- **GOAL OF THE EXERCISE**
Could you recast these lines as a Markdown table with the columns Row and Line, numbering each row and leaving out blank lines?

━━━ INPUT ━━━

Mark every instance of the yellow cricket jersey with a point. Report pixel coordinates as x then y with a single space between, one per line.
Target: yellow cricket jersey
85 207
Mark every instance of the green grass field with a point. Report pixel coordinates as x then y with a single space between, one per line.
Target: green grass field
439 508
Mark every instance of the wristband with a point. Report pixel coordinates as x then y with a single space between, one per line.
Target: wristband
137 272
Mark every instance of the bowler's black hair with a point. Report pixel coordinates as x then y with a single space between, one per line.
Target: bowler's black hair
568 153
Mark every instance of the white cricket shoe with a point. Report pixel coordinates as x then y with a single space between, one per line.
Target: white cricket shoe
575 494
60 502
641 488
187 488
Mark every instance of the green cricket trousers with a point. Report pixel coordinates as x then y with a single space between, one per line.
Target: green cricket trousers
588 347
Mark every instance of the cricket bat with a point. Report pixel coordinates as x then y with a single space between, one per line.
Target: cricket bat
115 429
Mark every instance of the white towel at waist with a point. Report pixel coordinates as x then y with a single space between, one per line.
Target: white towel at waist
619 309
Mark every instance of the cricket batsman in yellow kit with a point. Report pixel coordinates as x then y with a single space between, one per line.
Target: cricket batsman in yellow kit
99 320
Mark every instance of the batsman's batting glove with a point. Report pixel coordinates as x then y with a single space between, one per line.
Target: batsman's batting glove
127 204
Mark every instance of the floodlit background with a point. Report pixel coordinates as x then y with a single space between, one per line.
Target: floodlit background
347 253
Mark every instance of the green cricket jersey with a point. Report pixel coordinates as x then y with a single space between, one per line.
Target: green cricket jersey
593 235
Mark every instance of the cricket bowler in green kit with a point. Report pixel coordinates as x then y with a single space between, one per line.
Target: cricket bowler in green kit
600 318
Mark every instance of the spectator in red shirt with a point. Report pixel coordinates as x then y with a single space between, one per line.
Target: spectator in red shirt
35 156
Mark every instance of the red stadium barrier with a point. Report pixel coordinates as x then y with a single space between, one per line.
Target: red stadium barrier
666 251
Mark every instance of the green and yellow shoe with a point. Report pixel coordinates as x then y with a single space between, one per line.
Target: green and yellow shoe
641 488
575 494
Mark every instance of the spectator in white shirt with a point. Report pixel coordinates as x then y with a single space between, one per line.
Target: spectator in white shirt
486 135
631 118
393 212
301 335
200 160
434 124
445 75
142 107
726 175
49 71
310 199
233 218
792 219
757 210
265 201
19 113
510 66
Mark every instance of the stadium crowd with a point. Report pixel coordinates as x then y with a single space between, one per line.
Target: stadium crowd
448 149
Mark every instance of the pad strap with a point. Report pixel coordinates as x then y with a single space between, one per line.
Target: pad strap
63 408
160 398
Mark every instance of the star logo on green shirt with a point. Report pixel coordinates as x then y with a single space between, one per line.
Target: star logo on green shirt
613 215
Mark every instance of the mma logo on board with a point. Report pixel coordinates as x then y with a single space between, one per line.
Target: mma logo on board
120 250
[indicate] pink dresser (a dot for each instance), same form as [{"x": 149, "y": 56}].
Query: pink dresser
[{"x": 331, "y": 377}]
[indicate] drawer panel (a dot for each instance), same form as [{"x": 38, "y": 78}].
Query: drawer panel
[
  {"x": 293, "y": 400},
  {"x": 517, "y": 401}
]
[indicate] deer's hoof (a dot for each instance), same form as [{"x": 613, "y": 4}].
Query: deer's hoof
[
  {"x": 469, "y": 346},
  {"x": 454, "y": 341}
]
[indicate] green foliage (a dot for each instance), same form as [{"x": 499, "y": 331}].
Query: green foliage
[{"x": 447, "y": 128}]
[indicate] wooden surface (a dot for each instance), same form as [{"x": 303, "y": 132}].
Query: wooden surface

━━━

- **WRITTEN REPLY**
| Row | Line |
|---|---|
| 1 | Mark every instance of the yellow cricket jersey with a point. Report pixel coordinates as x then y with a single space between, one per line. |
| 2 | Target: yellow cricket jersey |
| 3 | 85 207 |
| 4 | Mark every instance of the green grass field with a point. Report pixel coordinates as x then y with a single space between, one per line. |
| 5 | Target: green grass field |
| 6 | 439 508 |
| 7 | Mark every instance of the wristband with a point. Report pixel coordinates as x then y with a single space between, one per line. |
| 8 | Target: wristband |
| 9 | 137 272 |
| 10 | Mark every instance of the bowler's black hair with a point. Report pixel coordinates as x then y with a single space between, one per line. |
| 11 | Target: bowler's black hair |
| 12 | 568 153 |
| 13 | Mark every instance of the white cricket shoe with a point. Report pixel coordinates as x then y with a single space between, one per line. |
| 14 | Target: white cricket shoe |
| 15 | 575 494 |
| 16 | 60 502 |
| 17 | 641 488 |
| 18 | 187 488 |
| 19 | Mark every instance of the green cricket trousers with a point. Report pixel coordinates as x then y with a single space between, one per line. |
| 20 | Target: green cricket trousers |
| 21 | 588 347 |
| 22 | Mark every instance of the cricket bat with a point. Report pixel coordinates as x then y with a single space between, one per line. |
| 23 | Target: cricket bat |
| 24 | 115 429 |
| 25 | Mark every instance of the white towel at waist with a point. Report pixel coordinates as x then y with a single space between, one per line. |
| 26 | Target: white towel at waist |
| 27 | 619 309 |
| 28 | Mark every instance of the cricket batsman in yellow kit with a point. Report pixel coordinates as x then y with a single space between, one per line. |
| 29 | Target: cricket batsman in yellow kit |
| 30 | 99 320 |
| 31 | Mark every instance of the batsman's batting glove with a point. Report pixel coordinates as x then y with a single space between, one per line. |
| 32 | Target: batsman's batting glove |
| 33 | 127 204 |
| 34 | Mark every instance of the floodlit background with a point. Report pixel coordinates as x then y with a single space between, one per line. |
| 35 | Target: floodlit background |
| 36 | 347 253 |
| 37 | Mark every instance of the green cricket jersey with a point. Report pixel coordinates as x then y with a single space between, one per line. |
| 38 | Target: green cricket jersey |
| 39 | 593 235 |
| 40 | Mark every instance of the cricket bowler in green kit with a point. Report pixel coordinates as x then y with a single space between, one per line. |
| 41 | Target: cricket bowler in green kit |
| 42 | 600 318 |
| 43 | Mark every instance of the spectator in red shirt with a point. Report pixel coordinates as x then y with a single space between, one per line. |
| 44 | Target: spectator in red shirt |
| 45 | 35 156 |
| 46 | Mark every instance of the red stadium barrier with a point. Report pixel coordinates as x then y with a single space between, one per line. |
| 47 | Target: red stadium barrier |
| 48 | 666 251 |
| 49 | Mark every instance of the green and yellow shoe with a point. Report pixel coordinates as x then y with a single space between, one per line. |
| 50 | Target: green and yellow shoe |
| 51 | 641 488 |
| 52 | 575 494 |
| 53 | Mark every instance of the spectator in white shirt with a point. Report pixel coordinates as x then y with a single space between, one per line. |
| 54 | Target: spectator in white shirt |
| 55 | 486 135 |
| 56 | 631 118 |
| 57 | 393 212 |
| 58 | 301 335 |
| 59 | 200 160 |
| 60 | 434 124 |
| 61 | 445 75 |
| 62 | 142 107 |
| 63 | 726 175 |
| 64 | 49 71 |
| 65 | 310 199 |
| 66 | 233 218 |
| 67 | 792 219 |
| 68 | 757 210 |
| 69 | 265 201 |
| 70 | 19 113 |
| 71 | 510 66 |
| 72 | Mark every instance of the stadium crowd with a point. Report pixel coordinates as x then y with a single space between, one per line. |
| 73 | Target: stadium crowd |
| 74 | 448 149 |
| 75 | Mark every instance of the pad strap with a point. Report pixel coordinates as x then y with a single space between, one per line. |
| 76 | Target: pad strap |
| 77 | 63 408 |
| 78 | 160 398 |
| 79 | Mark every instance of the star logo on green shirt with a point. Report pixel coordinates as x then y with a single space between, one per line. |
| 80 | Target: star logo on green shirt |
| 81 | 613 215 |
| 82 | Mark every instance of the mma logo on board with a point. Report pixel coordinates as x then y with a single space between, one per line. |
| 83 | Target: mma logo on board |
| 84 | 120 250 |
| 85 | [indicate] pink dresser (a dot for each instance), same form as [{"x": 149, "y": 56}]. |
| 86 | Query: pink dresser |
| 87 | [{"x": 331, "y": 377}] |
| 88 | [indicate] drawer panel (a dot for each instance), same form as [{"x": 38, "y": 78}]. |
| 89 | Query: drawer panel |
| 90 | [ |
| 91 |   {"x": 293, "y": 400}, |
| 92 |   {"x": 517, "y": 401} |
| 93 | ] |
| 94 | [indicate] deer's hoof (a dot for each instance), same form as [{"x": 613, "y": 4}]. |
| 95 | Query: deer's hoof |
| 96 | [ |
| 97 |   {"x": 469, "y": 346}, |
| 98 |   {"x": 454, "y": 341} |
| 99 | ] |
| 100 | [indicate] green foliage (a dot for each instance), same form as [{"x": 499, "y": 331}]. |
| 101 | Query: green foliage |
| 102 | [{"x": 447, "y": 128}] |
| 103 | [indicate] wooden surface (a dot for each instance), same form as [{"x": 303, "y": 132}]. |
| 104 | Query: wooden surface |